Reading passage
%%

# The disk is not calm now



## sw2wolf (Nov 11, 2014)

Since I upgraded to 9.3 from 9.1, the hard disk light always twinkles. It is so quiet in 9.1. How can I know which process(es) are writing to the disk?

Regards!


----------



## bthomson (Nov 11, 2014)

I recall trying to find this information quite a while ago. My memory may be failing me, but what I recall is that you can use `fstat` to find the processes that are writing to your disks (and the files they're writing to) for most filesystems. Except ZFS. If it's ZFS, then you have to use some convoluted debugging method to find this information. In my case, ZFS was the culprit, and it turned out to be such a pain in the behind that I gave up and stopped worrying about it.

Hopefully the experts will chime in to correct my errors.

%%

Supplied entries
%%

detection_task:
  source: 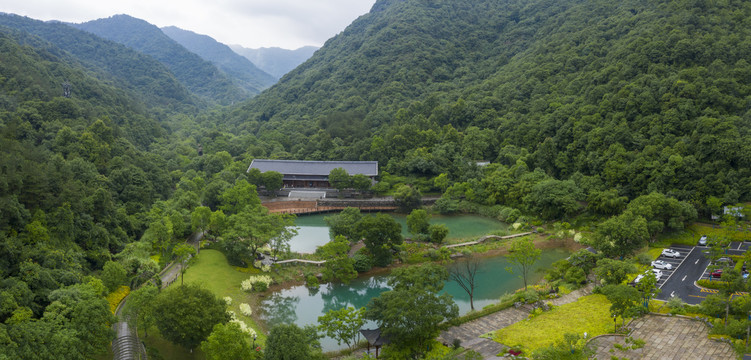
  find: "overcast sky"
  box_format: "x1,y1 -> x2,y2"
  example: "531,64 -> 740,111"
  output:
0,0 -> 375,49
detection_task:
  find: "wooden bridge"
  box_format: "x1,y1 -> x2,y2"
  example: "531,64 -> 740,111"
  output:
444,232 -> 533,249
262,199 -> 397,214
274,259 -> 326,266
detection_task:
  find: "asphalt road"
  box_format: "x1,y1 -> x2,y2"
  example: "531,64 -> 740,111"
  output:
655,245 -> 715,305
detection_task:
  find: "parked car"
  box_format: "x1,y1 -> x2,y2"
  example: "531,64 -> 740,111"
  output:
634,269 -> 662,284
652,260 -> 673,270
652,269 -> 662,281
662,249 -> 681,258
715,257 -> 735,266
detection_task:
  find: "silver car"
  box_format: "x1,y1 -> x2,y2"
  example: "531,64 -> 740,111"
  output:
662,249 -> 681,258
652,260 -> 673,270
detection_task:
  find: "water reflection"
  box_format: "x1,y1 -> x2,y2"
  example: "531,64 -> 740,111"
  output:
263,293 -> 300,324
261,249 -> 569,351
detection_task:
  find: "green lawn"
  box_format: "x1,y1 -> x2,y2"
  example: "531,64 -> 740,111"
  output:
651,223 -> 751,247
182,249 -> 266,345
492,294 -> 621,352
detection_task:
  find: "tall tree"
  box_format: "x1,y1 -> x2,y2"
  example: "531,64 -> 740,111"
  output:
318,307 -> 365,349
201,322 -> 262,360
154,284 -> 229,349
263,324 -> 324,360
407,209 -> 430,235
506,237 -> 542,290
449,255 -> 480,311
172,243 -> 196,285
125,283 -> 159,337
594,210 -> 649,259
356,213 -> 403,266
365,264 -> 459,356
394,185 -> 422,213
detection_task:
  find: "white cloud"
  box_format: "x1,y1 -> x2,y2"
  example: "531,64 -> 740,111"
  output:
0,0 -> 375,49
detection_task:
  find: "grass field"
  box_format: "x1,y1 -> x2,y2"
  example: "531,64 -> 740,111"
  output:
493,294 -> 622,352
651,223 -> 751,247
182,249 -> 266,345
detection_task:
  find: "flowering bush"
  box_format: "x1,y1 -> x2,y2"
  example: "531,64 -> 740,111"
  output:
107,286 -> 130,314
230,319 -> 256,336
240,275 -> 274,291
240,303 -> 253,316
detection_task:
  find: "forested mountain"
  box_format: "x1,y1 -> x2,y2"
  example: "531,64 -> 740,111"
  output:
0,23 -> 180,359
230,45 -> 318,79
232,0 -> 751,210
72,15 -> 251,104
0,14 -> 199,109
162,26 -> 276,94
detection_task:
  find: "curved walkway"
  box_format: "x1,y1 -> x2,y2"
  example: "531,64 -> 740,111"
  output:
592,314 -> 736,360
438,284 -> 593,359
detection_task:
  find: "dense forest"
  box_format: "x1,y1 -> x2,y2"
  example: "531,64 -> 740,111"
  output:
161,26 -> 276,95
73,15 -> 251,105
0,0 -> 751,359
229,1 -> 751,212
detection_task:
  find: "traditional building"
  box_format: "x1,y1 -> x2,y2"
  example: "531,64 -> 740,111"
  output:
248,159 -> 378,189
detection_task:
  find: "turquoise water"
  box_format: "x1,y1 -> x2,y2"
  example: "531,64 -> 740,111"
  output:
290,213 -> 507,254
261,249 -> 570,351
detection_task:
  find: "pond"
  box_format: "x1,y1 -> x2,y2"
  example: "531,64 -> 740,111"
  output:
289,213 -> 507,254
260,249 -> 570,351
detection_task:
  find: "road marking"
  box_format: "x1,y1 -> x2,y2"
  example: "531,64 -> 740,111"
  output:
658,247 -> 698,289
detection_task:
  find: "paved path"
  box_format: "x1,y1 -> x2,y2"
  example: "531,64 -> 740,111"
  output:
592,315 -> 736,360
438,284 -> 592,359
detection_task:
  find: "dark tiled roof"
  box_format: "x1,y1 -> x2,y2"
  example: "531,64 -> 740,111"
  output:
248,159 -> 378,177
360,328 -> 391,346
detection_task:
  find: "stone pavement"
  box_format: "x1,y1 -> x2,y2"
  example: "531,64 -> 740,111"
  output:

%%

Tasks for this exercise
#1 In the forum thread about disk activity after the upgrade, why did bthomson give up on finding which processes were writing to the disk? Answer in one to three sentences.
#2 Reproduce the passage from the forum thread about disk activity, starting with "## sw2wolf (Nov" and going on through "to the disk?".
#3 Carry on the forum thread about disk activity from where it stops.

Written answers
#1 In bthomson's case, ZFS was causing the writes. On ZFS, finding that information takes a convoluted debugging method rather than `fstat`. That was such a pain that bthomson gave up and stopped worrying about it.

#2
## sw2wolf (Nov 11, 2014)

Since I upgraded to 9.3 from 9.1, the hard disk light always twinkles. It is so quiet in 9.1. How can I know which process(es) are writing to the disk?

#3
EDIT: Looking over the output of `fstat` on my box, it seems like maybe you get the process and the filesystem, but not the exact file path for ZFS. Maybe finding the exact path is what I'm remembering being a pain.


----------



## junovitch@ (Nov 11, 2014)

Anything with "stat" in it is a good place to start.  gstat for example is a good way to see activity for each GEOM providers and can be a good way to look at  general disk activity.  As previously mentioned, fstat can show what files are open when it runs.  If you want something real time, try `kldload dtraceall` and then either /usr/share/dtrace/toolkit/opensnoop or /usr/share/dtrace/hotopen.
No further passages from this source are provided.